### [WORK ORDER]
Return all entries verbatim; skip any pictures.

### [GIVEN RECORDS]
------------------------------------------------------------

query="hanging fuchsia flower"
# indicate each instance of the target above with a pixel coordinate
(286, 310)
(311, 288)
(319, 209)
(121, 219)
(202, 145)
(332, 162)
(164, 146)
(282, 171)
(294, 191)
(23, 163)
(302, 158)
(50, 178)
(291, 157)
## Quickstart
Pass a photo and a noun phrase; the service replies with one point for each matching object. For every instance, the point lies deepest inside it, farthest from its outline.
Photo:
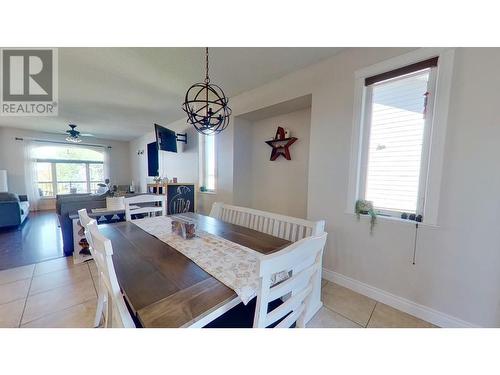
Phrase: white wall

------------------------------------------------------------

### [ANSWER BOX]
query="hanging fuchsia flower"
# indicate each instance of the target above with a pixel coordinate
(286, 310)
(311, 288)
(319, 209)
(121, 219)
(202, 145)
(332, 162)
(164, 146)
(282, 171)
(294, 191)
(23, 163)
(302, 158)
(50, 178)
(291, 157)
## Quickstart
Pass a photo and a noun phrase; the service replies with one point for each matching object. For every instance, the point lies deepest inside it, farthest from its outline.
Photo:
Phrase: white wall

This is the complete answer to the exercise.